**Exercise directions:**
Identify each line in the rows below that contains the string "shirt", and copy those lines.

begin Dataset entries

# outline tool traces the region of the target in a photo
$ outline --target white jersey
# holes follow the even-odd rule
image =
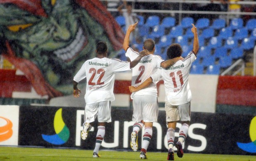
[[[132,61],[138,56],[139,53],[129,47],[126,53],[126,56]],[[154,73],[158,68],[161,68],[161,62],[164,61],[161,57],[152,54],[149,54],[142,57],[138,64],[133,68],[132,85],[137,86]],[[134,95],[151,95],[157,97],[156,85],[152,83],[149,87],[133,92],[131,98],[133,99]]]
[[[116,59],[94,58],[86,61],[74,77],[79,82],[87,78],[86,104],[115,100],[115,73],[130,70],[130,63]]]
[[[192,99],[188,76],[192,62],[196,59],[197,57],[191,51],[183,60],[179,60],[168,68],[158,70],[151,76],[154,83],[161,79],[164,80],[166,102],[177,106],[189,102]]]

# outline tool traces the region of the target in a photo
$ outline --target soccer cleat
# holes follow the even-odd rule
[[[179,158],[182,158],[183,156],[183,149],[182,149],[182,144],[180,142],[178,142],[175,147],[177,148],[178,151],[177,152],[177,155]]]
[[[138,149],[138,137],[136,133],[132,133],[130,137],[130,147],[133,150],[136,152]]]
[[[167,156],[168,161],[174,160],[174,153],[172,149],[170,148],[168,151],[168,156]]]
[[[100,158],[101,156],[100,156],[98,154],[97,154],[96,152],[94,152],[93,155],[92,155],[92,157],[93,158]]]
[[[83,129],[81,132],[81,137],[83,140],[85,140],[88,135],[88,132],[92,128],[92,126],[88,123],[85,123],[83,125]]]
[[[143,152],[141,152],[140,154],[140,157],[141,159],[147,159],[147,158],[146,155],[147,154],[146,154],[146,153]]]

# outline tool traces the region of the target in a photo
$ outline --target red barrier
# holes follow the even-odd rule
[[[256,106],[256,77],[220,76],[216,104]]]

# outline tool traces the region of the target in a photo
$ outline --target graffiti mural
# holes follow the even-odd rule
[[[71,94],[73,78],[95,56],[97,42],[106,42],[113,57],[124,38],[98,0],[0,0],[0,53],[41,96]]]

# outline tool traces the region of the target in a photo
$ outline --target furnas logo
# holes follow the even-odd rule
[[[254,117],[250,125],[250,137],[251,142],[249,143],[237,142],[237,146],[244,151],[250,153],[256,153],[256,116]]]
[[[56,134],[52,135],[42,134],[42,137],[45,140],[55,145],[63,144],[69,138],[69,130],[63,121],[62,111],[62,109],[58,109],[54,117],[53,126]]]
[[[12,123],[9,120],[3,117],[0,116],[0,120],[4,120],[4,125],[0,123],[0,142],[8,140],[12,135]],[[2,121],[0,121],[0,123]]]

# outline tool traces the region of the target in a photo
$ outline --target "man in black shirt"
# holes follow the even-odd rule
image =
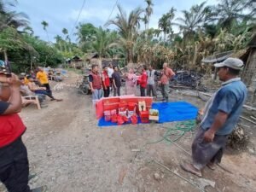
[[[113,67],[113,73],[112,74],[113,84],[113,96],[120,96],[120,88],[121,88],[121,76],[119,73],[117,66]]]

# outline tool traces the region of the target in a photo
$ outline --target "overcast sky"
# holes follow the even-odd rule
[[[48,32],[49,39],[54,41],[55,35],[62,36],[61,31],[66,27],[71,33],[79,14],[84,0],[19,0],[18,11],[28,15],[31,26],[35,35],[46,40],[47,37],[41,25],[42,20],[49,23]],[[181,15],[180,11],[189,9],[194,4],[199,4],[203,0],[153,0],[154,13],[151,16],[149,27],[158,27],[158,20],[172,6],[177,10],[176,16]],[[79,22],[90,22],[96,26],[103,26],[115,4],[116,0],[85,0]],[[146,8],[144,0],[119,0],[118,3],[129,13],[137,7]],[[207,4],[217,3],[218,1],[208,0]],[[114,18],[118,13],[115,7],[110,18]],[[143,26],[142,26],[143,27]],[[75,32],[75,29],[73,32]],[[73,41],[76,39],[71,35]]]

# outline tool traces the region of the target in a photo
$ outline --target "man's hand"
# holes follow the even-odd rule
[[[18,76],[12,73],[12,77],[9,78],[7,83],[13,88],[20,88],[21,85],[21,81],[19,79]]]
[[[204,135],[204,140],[207,143],[211,143],[213,141],[214,139],[214,137],[215,137],[215,132],[211,131],[211,130],[207,130],[206,132],[205,132],[205,135]]]

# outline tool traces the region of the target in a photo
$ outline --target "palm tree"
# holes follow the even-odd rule
[[[34,31],[31,26],[26,26],[23,29],[23,31],[26,33],[29,33],[30,36],[33,36],[34,35]]]
[[[55,39],[56,40],[56,44],[58,45],[60,50],[62,52],[63,51],[63,48],[62,48],[62,43],[63,43],[63,39],[60,35],[56,35],[55,37]]]
[[[132,10],[127,17],[126,13],[120,7],[117,6],[119,13],[114,20],[109,20],[106,26],[115,25],[118,27],[120,38],[119,44],[121,45],[126,51],[126,59],[128,62],[132,62],[133,59],[133,46],[137,38],[137,30],[140,27],[140,15],[143,10],[137,8]]]
[[[244,14],[245,9],[251,12]],[[221,27],[230,29],[239,20],[255,19],[255,9],[253,0],[222,0],[215,8],[216,19]]]
[[[67,41],[68,43],[67,43],[67,47],[68,47],[68,50],[69,50],[69,52],[71,52],[71,48],[70,48],[70,38],[69,38],[69,35],[68,35],[68,31],[67,31],[67,29],[66,29],[66,28],[63,28],[62,29],[62,33],[64,34],[64,35],[66,35],[66,41]],[[66,51],[67,51],[67,47],[66,47],[66,42],[65,42],[65,49],[66,49]]]
[[[152,0],[145,0],[145,2],[147,3],[148,6],[146,8],[146,17],[147,17],[147,29],[148,30],[148,24],[149,24],[149,18],[151,16],[151,15],[153,14],[153,3]]]
[[[94,36],[92,48],[97,52],[100,58],[108,56],[108,50],[111,48],[112,44],[117,39],[117,33],[103,30],[101,26],[96,30]]]
[[[162,17],[158,21],[159,28],[164,33],[164,42],[166,42],[166,34],[170,33],[172,30],[172,25],[173,24],[172,20],[174,19],[176,9],[172,7],[168,13],[164,14]]]
[[[14,28],[28,26],[28,16],[22,13],[9,11],[9,6],[15,7],[15,4],[3,0],[0,0],[0,31],[8,26]]]
[[[48,32],[47,32],[47,27],[49,26],[49,24],[48,24],[48,22],[46,22],[45,20],[43,20],[43,21],[41,22],[41,24],[42,24],[42,26],[43,26],[44,30],[45,32],[46,32],[48,42],[49,42],[49,35],[48,35]]]
[[[183,10],[183,17],[179,17],[177,23],[183,35],[194,34],[196,30],[202,27],[203,24],[212,20],[212,12],[210,6],[205,6],[207,2],[194,5],[189,11]]]

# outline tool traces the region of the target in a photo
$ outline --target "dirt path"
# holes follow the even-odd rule
[[[76,75],[70,75],[66,84],[75,82]],[[189,159],[184,152],[165,142],[145,145],[160,139],[166,129],[154,124],[101,129],[90,96],[79,95],[73,88],[54,94],[64,102],[49,101],[49,107],[42,110],[29,106],[20,113],[27,126],[23,140],[31,171],[38,174],[31,181],[32,187],[46,184],[50,192],[199,191],[150,161],[158,160],[198,182],[178,166],[182,160]],[[177,143],[190,151],[191,135]],[[141,152],[132,150],[138,148]],[[207,191],[253,192],[256,189],[255,154],[225,154],[223,166],[233,174],[219,168],[204,171],[205,178],[216,182],[216,188],[208,187]],[[154,173],[160,175],[159,180]]]

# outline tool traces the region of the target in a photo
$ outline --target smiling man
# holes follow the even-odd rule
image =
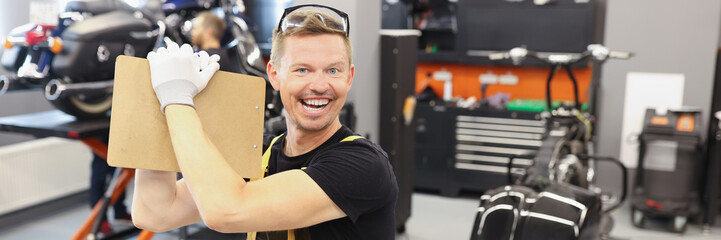
[[[347,15],[333,8],[286,9],[267,69],[288,131],[266,136],[266,178],[252,182],[208,140],[192,102],[218,57],[173,43],[149,54],[184,178],[138,170],[136,226],[167,231],[203,221],[220,232],[267,231],[249,239],[393,239],[398,187],[388,157],[338,119],[355,74],[348,27]]]

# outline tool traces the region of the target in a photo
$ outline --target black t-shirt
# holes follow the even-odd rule
[[[268,174],[303,169],[346,217],[310,226],[312,239],[394,239],[398,185],[388,156],[368,139],[341,127],[318,148],[295,157],[282,151],[285,135],[271,149]],[[272,137],[266,136],[264,149]],[[298,232],[298,231],[296,231]]]

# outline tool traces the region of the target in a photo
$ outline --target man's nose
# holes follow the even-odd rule
[[[322,72],[316,73],[313,81],[310,83],[310,90],[323,93],[330,88],[330,77],[325,76]]]

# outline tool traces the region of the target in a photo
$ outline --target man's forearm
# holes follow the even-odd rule
[[[239,204],[245,181],[207,138],[195,110],[169,105],[166,119],[178,165],[204,220]]]
[[[160,222],[170,212],[176,195],[176,174],[154,170],[135,171],[133,220],[139,227]]]

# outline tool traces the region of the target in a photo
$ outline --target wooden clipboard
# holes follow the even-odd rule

end Dataset entries

**The result:**
$ outline --target "man in black shirt"
$ outline --target black t-shirt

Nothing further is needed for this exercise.